> [Work request]:
Go through the material below and copy each line where the word "trace" appears.

> [Extracted material]:
———

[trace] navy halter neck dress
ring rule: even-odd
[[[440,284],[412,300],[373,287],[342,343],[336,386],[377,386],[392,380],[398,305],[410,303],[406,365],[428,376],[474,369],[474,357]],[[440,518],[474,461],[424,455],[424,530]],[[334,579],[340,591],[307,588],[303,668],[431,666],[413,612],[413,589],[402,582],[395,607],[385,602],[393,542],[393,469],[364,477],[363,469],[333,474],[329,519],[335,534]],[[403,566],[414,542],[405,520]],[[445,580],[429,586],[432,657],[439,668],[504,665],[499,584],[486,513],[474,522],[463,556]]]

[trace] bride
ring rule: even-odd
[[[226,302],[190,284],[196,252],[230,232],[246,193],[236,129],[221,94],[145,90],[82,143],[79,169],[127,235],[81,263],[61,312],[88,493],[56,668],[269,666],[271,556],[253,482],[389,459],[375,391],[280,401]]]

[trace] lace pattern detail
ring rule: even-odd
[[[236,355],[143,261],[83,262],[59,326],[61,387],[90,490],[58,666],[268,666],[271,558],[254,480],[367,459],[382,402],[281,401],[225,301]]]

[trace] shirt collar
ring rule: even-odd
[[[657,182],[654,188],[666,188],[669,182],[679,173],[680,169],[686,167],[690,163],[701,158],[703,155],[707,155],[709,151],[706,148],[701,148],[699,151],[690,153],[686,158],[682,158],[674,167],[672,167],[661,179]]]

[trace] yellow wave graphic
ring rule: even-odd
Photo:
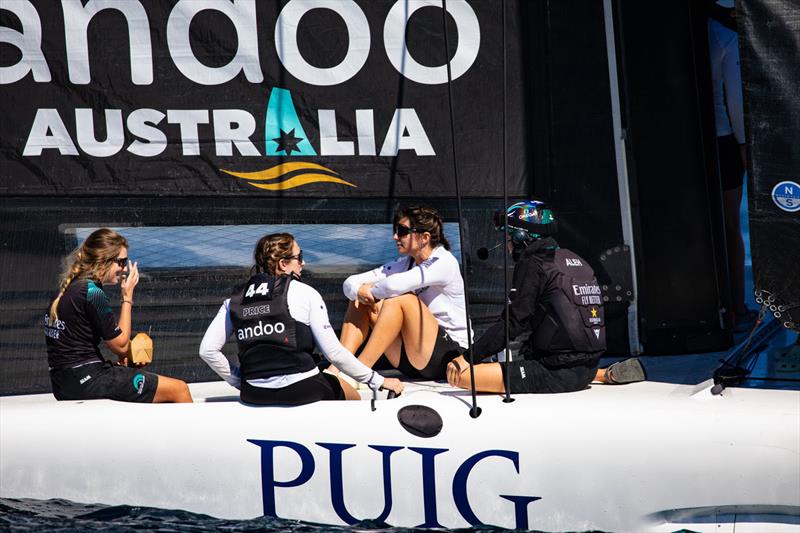
[[[289,178],[286,181],[282,181],[280,183],[253,183],[247,182],[249,185],[253,187],[258,187],[259,189],[266,189],[268,191],[285,191],[286,189],[294,189],[295,187],[300,187],[302,185],[308,185],[309,183],[339,183],[341,185],[349,185],[350,187],[355,187],[350,182],[344,181],[341,178],[337,178],[336,176],[328,176],[327,174],[300,174],[299,176],[295,176],[293,178]]]
[[[229,174],[231,176],[235,176],[237,178],[246,180],[248,185],[252,185],[253,187],[257,187],[259,189],[265,189],[268,191],[285,191],[287,189],[294,189],[295,187],[308,185],[310,183],[338,183],[340,185],[355,187],[355,185],[353,185],[352,183],[347,182],[336,176],[313,172],[314,170],[324,170],[326,172],[330,172],[331,174],[338,175],[338,172],[334,170],[331,170],[327,167],[323,167],[322,165],[317,165],[316,163],[309,163],[308,161],[281,163],[280,165],[276,165],[274,167],[267,168],[264,170],[259,170],[257,172],[232,172],[230,170],[224,170],[224,169],[220,170],[222,170],[222,172],[224,172],[225,174]],[[262,181],[276,180],[278,178],[286,176],[286,174],[290,172],[296,172],[298,170],[305,170],[308,172],[297,174],[296,176],[293,176],[287,180],[280,181],[277,183],[258,183]]]
[[[231,176],[236,176],[237,178],[246,179],[248,181],[264,181],[280,178],[284,174],[294,172],[295,170],[325,170],[333,174],[338,174],[338,172],[335,170],[331,170],[327,167],[323,167],[322,165],[317,165],[316,163],[309,163],[306,161],[299,161],[297,163],[281,163],[280,165],[276,165],[265,170],[259,170],[258,172],[231,172],[229,170],[222,171],[225,174],[230,174]]]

———

> [Solved problem]:
[trace] navy halter neck dress
[trace] bride
[trace] lace pattern detail
[trace] shirt collar
[trace] yellow wave graphic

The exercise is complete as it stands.